### WRITTEN REQUEST
Starting at the line containing "of the camouflage" and ending at the line containing "(1116, 412)", can you reproduce only those lines of the material with "sheep" changed to "goat" and everything else left as it is?
━━━━━ RECORDS FOR THIS TASK ━━━━━
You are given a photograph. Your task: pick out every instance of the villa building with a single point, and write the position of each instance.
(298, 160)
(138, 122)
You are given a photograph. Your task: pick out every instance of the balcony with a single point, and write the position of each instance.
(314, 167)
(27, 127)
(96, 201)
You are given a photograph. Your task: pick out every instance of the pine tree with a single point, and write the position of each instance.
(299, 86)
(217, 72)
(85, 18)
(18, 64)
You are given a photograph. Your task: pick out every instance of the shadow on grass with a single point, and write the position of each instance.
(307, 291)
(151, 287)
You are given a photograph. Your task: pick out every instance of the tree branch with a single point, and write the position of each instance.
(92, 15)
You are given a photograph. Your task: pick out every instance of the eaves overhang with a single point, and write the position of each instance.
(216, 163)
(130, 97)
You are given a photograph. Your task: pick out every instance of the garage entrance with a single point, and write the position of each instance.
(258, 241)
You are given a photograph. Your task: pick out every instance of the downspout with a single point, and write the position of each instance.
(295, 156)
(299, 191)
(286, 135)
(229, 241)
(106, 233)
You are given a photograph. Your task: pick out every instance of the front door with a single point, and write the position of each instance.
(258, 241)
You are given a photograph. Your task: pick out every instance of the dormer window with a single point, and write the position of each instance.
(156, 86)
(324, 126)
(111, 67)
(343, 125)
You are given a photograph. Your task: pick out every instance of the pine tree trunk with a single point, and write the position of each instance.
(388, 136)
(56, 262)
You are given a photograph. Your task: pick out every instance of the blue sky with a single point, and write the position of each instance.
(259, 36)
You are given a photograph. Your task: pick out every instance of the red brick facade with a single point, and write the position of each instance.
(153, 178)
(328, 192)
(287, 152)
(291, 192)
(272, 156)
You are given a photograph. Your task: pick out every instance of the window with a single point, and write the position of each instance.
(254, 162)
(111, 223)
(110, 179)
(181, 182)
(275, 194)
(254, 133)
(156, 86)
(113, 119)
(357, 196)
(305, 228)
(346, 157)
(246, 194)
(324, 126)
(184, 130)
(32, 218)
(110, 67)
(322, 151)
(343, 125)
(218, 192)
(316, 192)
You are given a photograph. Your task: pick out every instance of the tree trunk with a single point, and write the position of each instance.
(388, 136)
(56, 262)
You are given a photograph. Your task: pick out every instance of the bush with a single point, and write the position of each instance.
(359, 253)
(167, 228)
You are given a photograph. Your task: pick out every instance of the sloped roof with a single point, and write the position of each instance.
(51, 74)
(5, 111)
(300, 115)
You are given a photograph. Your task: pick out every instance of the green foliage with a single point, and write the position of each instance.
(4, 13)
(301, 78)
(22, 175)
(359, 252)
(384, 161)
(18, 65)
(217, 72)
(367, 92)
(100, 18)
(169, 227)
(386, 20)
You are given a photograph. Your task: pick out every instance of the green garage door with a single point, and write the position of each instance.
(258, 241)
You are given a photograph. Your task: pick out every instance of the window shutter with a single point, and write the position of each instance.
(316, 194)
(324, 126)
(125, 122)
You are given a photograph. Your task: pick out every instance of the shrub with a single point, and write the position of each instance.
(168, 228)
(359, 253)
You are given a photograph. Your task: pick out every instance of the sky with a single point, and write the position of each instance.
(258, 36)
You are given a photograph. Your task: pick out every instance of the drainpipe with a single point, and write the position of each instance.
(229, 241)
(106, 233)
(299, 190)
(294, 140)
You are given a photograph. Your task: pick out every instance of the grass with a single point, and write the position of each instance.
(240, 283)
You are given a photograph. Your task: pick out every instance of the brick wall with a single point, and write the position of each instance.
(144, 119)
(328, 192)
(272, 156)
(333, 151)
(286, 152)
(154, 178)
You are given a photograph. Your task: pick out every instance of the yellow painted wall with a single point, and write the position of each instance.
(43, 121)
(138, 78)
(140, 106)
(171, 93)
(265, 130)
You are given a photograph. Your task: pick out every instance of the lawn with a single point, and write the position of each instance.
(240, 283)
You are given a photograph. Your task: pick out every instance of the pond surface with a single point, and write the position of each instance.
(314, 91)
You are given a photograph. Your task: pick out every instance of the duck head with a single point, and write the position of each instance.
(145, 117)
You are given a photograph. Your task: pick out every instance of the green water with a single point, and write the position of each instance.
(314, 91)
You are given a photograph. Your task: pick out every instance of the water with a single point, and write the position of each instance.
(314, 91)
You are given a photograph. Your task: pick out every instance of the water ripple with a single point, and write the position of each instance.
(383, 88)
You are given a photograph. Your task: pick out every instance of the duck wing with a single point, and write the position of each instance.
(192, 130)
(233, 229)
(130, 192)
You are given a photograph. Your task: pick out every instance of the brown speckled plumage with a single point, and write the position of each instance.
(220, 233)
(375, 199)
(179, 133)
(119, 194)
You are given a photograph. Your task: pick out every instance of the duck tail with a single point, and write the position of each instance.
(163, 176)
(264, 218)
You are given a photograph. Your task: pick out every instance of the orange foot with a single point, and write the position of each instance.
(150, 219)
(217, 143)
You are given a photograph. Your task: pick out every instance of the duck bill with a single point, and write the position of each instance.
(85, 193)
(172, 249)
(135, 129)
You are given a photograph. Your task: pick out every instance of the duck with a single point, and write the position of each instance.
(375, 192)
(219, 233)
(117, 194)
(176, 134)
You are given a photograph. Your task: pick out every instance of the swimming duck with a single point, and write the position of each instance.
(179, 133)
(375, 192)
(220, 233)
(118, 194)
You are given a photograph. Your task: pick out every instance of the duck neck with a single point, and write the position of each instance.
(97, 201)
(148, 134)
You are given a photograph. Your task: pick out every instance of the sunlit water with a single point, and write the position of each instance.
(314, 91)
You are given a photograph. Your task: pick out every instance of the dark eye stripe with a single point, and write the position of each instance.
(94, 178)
━━━━━
━━━━━ RECORDS FOR THIS TASK ━━━━━
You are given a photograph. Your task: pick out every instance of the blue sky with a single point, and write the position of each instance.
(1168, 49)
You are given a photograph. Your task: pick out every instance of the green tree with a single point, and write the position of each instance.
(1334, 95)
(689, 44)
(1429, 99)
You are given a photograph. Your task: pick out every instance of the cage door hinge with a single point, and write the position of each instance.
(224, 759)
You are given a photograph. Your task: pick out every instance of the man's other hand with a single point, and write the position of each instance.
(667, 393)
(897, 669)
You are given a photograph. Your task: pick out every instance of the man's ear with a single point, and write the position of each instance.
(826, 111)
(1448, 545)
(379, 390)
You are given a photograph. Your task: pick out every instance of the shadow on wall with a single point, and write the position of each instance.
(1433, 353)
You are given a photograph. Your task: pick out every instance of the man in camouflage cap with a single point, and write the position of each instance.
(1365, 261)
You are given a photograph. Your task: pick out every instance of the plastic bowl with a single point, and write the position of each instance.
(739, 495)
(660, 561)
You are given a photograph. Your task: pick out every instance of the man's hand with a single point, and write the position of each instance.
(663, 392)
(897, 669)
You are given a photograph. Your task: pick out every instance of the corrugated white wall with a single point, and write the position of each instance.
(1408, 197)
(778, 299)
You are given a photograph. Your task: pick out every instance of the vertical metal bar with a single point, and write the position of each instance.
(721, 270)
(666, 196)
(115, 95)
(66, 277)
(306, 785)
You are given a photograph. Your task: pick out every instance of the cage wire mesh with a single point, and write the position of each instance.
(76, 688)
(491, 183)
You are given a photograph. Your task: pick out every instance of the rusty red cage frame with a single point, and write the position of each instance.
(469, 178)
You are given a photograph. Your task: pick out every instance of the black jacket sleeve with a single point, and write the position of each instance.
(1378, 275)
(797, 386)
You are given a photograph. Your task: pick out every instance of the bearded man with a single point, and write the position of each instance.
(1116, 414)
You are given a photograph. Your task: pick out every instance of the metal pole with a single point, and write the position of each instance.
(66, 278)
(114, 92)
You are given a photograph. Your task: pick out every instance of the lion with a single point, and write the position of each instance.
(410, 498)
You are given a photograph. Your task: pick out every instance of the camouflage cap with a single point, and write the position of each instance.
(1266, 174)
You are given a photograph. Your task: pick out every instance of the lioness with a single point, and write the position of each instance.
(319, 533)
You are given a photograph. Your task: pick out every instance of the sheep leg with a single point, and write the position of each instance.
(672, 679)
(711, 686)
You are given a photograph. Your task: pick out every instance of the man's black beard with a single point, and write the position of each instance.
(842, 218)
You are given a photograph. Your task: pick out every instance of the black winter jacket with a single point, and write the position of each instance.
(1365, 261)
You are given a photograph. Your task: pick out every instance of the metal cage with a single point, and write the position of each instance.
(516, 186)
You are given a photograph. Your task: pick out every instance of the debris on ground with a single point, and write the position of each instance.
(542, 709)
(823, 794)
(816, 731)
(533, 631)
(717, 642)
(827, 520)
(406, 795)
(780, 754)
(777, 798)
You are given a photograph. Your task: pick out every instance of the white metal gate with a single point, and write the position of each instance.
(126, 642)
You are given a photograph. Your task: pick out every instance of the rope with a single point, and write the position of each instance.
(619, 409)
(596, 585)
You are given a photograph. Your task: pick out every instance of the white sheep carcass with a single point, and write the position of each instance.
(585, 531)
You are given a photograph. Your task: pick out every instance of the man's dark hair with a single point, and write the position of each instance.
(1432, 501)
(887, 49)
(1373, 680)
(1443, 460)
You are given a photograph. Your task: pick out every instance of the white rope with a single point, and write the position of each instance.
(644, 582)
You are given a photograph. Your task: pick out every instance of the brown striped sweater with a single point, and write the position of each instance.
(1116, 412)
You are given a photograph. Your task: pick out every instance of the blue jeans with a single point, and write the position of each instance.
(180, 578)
━━━━━
### SOLVED PROBLEM
You are given a photograph. Your task: pick out every instance of the camouflage cap with a single point, and write the position of each instance.
(1266, 174)
You are given a photograph. Your task: pick out every instance of the lioness with a single point, and write the position of each instance.
(319, 533)
You are given a photograph. Your task: pick out every instance of the goat leg with a single point, and write the position of each instance.
(672, 679)
(711, 686)
You are given a photograph. Your task: pick out every instance of the man's black beard with a single point, and write the position of each instance.
(842, 218)
You are given a photograph. Your task: pick out every instance of the black winter jacket with a single point, and write the position of each instance.
(1365, 261)
You are given a photograph. Your task: pick out every instance of the metal cage with a single point, and write the position of each instance.
(516, 186)
You are given a photograph. Your task: pick out every instance of the debris on ground with a single point, and write the position of each instance.
(542, 709)
(823, 794)
(816, 731)
(533, 631)
(717, 642)
(827, 520)
(406, 795)
(780, 754)
(777, 798)
You are given a photograph. Your task: pick out every instance of the white metal gate with a single point, and write the position of each instance.
(126, 642)
You are given a photograph. Your task: pick out every instance of the rope with a single point, and write the position of each instance.
(619, 409)
(596, 585)
You are given a photograph. Your task: pick out every instance of the white goat carcass with a single point, and write the position of each instance.
(585, 531)
You are given a photograph. Your task: pick out every instance of the man's dark hair with a single point, and write the position of each instance.
(1432, 501)
(887, 49)
(1373, 680)
(1443, 460)
You are given a photograph. Your task: pick out every instance of the white rope with a single point, and write the position of each instance.
(644, 582)
You are given a photograph. Your task: pick out every instance of the brown striped sweater with a single point, and write the position of each instance.
(1116, 412)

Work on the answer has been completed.